- **The problem**
Quote each parenthetical aside in the passage about the album, in order of appearance.

As of late, I’ve heard or seen a lot of interviews with artists (I won’t bother naming them) that explain that their work is an “homage” or “tribute” to a certain nostalgic genre or sound, and about nine times out of ten, I get the feeling that labeling yourself like that can spiral out of control before you even step in the studio. I’ve never been about that. However, this album is a rare (and gorgeous) example of dodging that bullet. There isn’t one song on this record that excludes those distinct, nostalgia industrial vibes that evoke pop that I grew up listening in the backseat of my mom’s car when I was little (I’m talking those mid-90s industrial and tribal productions). That said, what’s most amazing about a song like “So Close To Paradise” (or even the anime-score intros, for that matter) is that even though that sense of “tribute” is there, the songwriting and production on this record still remain authentic. Props to James Brooks for that, it’s incredibly hard to pull off. Genuineness trumps influence, always.

(Saved entries)
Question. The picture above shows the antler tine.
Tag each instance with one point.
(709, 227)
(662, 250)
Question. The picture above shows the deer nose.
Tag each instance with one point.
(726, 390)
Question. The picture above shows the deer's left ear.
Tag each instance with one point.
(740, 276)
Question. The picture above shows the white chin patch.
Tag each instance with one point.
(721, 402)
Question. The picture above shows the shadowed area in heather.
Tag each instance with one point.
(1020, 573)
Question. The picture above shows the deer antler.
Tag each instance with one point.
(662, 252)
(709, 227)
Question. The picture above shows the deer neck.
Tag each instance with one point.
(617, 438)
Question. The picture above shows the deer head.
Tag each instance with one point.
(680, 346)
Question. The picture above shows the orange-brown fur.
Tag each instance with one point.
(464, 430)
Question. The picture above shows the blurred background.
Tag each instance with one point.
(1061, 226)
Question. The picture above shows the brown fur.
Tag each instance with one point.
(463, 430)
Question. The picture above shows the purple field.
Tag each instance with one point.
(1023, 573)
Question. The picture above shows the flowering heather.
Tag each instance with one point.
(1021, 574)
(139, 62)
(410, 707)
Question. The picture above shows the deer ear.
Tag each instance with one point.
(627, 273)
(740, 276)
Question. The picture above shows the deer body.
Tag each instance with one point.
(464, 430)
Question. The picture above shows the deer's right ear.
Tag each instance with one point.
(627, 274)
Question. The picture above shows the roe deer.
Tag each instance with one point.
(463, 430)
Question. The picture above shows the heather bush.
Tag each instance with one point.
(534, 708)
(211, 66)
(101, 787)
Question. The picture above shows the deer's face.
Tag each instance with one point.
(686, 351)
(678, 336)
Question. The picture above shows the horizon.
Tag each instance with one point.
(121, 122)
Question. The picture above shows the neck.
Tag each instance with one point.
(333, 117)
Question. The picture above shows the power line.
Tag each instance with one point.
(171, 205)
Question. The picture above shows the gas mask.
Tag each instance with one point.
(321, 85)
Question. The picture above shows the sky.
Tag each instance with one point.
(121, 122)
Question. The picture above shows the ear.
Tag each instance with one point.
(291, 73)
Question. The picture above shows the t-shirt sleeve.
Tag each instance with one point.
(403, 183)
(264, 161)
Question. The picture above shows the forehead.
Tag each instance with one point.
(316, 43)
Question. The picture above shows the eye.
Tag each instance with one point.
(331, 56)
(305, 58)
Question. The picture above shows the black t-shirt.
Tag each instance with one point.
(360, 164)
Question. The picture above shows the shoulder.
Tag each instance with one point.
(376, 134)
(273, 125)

- **Completed exercise**
1. I won’t bother naming them
2. and gorgeous
3. I’m talking those mid-90s industrial and tribal productions
4. or even the anime-score intros, for that matter